SET PROBLEM
Count the lines of the listing below that contain the string "tree", treating uppercase and lowercase letters as different. Reply with the number alone.

[start]

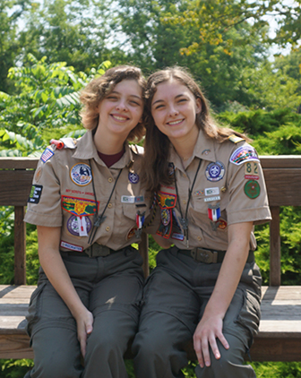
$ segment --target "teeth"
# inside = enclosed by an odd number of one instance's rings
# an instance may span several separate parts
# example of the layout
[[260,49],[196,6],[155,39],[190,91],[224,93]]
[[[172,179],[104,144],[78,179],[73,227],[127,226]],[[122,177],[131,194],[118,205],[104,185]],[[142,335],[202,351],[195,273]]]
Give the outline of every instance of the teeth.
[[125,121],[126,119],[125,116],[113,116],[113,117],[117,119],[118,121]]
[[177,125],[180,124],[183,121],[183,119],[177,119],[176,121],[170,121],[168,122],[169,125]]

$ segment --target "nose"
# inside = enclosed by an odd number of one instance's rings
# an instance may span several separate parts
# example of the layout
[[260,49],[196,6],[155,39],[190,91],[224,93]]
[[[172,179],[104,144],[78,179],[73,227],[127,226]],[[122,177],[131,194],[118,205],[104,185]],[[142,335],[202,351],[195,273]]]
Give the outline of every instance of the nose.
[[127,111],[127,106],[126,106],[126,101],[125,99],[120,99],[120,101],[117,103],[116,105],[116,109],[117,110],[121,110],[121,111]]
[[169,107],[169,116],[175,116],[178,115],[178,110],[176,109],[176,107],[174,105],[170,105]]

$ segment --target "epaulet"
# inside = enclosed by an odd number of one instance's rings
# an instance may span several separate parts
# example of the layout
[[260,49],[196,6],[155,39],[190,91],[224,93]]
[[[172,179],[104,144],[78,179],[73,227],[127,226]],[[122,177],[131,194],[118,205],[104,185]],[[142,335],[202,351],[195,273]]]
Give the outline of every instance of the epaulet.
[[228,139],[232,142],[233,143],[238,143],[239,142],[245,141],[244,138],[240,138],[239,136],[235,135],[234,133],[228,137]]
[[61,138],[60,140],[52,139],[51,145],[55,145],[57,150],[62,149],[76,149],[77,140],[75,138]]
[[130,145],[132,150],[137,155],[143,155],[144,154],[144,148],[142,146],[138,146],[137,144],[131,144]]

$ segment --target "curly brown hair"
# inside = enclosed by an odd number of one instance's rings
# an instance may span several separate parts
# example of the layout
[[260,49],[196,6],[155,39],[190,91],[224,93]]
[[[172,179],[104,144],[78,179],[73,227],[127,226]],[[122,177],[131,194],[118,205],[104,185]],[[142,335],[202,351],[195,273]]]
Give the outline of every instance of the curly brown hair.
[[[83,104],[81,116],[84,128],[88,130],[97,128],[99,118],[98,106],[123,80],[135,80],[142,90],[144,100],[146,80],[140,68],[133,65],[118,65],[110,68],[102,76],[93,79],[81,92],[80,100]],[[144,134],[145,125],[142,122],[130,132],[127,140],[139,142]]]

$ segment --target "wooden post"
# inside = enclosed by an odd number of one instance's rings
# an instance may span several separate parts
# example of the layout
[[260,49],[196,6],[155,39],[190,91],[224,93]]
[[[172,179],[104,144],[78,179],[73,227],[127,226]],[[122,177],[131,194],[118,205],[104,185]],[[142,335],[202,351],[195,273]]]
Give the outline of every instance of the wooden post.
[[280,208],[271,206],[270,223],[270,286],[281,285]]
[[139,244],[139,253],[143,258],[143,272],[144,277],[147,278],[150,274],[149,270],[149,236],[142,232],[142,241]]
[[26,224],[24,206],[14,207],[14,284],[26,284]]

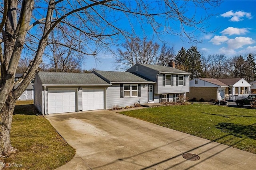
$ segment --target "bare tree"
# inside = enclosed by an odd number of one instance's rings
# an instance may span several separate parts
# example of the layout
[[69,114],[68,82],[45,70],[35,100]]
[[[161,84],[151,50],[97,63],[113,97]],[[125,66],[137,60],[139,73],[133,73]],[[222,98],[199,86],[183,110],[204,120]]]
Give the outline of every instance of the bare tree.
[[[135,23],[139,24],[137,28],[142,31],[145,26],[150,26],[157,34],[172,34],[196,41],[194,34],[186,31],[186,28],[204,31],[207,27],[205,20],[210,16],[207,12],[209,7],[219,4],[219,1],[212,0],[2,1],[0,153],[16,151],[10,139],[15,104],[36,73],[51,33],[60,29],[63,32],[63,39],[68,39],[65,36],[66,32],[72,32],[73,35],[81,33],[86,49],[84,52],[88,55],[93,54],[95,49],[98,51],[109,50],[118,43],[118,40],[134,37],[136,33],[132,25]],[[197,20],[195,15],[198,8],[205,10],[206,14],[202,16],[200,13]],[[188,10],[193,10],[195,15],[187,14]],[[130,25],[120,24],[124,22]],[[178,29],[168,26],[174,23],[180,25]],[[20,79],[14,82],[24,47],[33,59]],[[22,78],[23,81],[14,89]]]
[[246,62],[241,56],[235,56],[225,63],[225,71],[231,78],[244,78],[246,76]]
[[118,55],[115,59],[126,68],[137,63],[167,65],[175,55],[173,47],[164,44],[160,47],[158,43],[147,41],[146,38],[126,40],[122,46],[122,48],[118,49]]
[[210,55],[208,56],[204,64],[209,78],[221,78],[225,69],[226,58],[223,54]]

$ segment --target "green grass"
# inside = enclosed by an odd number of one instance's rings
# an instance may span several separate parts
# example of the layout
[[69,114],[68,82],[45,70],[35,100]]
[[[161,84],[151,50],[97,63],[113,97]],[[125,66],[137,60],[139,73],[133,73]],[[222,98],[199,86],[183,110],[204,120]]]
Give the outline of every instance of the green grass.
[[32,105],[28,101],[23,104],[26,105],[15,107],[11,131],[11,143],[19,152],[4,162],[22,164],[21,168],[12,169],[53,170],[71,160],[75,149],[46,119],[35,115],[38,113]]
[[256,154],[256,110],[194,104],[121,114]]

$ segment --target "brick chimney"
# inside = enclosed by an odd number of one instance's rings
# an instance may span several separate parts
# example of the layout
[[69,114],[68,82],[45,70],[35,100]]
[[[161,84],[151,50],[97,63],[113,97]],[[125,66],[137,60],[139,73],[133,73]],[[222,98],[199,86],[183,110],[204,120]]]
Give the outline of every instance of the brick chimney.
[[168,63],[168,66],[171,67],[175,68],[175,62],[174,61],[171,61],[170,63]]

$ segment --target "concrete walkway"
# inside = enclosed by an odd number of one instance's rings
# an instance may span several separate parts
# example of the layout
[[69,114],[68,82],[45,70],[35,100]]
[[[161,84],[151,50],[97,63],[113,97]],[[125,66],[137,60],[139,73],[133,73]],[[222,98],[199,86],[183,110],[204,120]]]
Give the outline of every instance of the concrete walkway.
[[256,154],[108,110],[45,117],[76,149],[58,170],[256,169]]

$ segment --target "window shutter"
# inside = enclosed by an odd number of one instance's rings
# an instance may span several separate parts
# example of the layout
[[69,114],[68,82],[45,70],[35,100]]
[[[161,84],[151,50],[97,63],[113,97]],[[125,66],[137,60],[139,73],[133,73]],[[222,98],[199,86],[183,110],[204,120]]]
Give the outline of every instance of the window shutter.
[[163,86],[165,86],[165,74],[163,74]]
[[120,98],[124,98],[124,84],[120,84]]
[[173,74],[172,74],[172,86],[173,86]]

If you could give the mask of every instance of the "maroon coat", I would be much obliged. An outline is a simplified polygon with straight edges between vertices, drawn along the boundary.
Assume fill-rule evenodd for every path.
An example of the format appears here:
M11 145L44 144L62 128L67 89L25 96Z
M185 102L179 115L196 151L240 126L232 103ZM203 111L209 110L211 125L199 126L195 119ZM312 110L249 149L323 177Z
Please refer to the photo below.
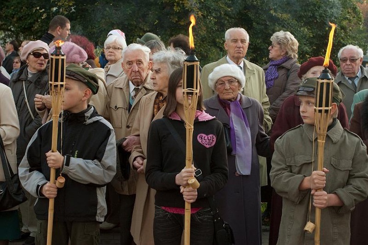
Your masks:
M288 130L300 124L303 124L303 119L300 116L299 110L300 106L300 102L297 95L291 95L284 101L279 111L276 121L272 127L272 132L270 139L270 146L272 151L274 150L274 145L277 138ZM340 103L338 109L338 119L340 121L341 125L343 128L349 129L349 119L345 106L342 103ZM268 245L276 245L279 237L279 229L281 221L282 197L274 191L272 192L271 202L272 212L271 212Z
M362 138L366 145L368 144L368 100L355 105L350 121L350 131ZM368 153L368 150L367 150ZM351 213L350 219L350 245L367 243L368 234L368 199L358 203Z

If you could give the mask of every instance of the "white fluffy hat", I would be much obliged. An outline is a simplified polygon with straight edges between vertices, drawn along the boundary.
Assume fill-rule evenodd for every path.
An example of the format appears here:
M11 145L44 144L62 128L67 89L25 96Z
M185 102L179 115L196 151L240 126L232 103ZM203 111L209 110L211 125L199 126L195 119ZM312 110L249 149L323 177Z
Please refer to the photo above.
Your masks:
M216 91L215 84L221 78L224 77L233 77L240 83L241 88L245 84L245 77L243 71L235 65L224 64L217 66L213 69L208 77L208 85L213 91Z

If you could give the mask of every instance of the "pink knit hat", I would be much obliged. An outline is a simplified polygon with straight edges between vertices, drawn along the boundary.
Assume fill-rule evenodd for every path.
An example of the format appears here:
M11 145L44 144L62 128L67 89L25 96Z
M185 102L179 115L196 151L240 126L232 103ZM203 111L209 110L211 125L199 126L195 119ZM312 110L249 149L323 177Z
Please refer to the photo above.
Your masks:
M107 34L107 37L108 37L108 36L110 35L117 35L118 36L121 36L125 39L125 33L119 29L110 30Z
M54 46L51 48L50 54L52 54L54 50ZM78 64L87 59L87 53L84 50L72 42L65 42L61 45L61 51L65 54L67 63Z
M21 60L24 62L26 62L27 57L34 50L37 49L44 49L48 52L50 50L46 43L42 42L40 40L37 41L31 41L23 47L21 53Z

[end]
[start]

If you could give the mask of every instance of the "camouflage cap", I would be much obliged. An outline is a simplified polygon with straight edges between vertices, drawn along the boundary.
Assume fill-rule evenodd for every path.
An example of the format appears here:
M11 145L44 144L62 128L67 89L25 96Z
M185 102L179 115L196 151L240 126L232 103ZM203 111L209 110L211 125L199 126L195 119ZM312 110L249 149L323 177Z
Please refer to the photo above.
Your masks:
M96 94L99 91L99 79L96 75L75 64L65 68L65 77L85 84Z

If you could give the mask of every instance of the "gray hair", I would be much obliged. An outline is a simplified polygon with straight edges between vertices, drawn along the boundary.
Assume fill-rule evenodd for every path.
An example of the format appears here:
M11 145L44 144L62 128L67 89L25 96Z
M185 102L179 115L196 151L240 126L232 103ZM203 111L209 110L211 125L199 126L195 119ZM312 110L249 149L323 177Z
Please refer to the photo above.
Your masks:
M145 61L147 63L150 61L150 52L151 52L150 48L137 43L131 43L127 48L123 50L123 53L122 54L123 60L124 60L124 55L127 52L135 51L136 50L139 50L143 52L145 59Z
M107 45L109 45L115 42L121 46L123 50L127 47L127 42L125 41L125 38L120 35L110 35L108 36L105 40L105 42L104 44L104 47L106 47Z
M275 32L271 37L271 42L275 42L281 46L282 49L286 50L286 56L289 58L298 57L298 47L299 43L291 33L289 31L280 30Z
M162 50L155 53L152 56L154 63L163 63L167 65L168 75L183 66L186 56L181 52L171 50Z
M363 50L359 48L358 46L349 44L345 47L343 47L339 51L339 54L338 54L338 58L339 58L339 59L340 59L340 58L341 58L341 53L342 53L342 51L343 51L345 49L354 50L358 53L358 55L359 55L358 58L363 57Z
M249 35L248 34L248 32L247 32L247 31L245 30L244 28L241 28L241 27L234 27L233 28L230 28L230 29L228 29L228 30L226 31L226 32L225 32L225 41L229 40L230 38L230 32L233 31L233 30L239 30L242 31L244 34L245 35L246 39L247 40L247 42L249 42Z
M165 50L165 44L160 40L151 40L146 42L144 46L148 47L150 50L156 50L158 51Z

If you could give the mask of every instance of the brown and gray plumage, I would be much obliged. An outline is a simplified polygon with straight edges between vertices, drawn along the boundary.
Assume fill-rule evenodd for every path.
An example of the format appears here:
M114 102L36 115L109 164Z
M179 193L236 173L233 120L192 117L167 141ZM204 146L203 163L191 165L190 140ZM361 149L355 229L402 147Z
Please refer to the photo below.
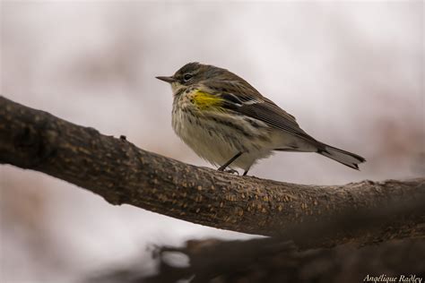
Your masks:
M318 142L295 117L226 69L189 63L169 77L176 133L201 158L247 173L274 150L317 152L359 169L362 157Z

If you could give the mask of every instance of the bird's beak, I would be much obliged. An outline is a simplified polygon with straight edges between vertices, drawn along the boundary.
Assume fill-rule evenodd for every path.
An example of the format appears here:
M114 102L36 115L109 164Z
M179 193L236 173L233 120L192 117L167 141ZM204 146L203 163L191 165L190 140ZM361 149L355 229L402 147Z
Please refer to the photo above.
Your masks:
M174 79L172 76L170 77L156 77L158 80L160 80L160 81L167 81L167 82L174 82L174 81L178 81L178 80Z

[end]

TASK RESPONSE
2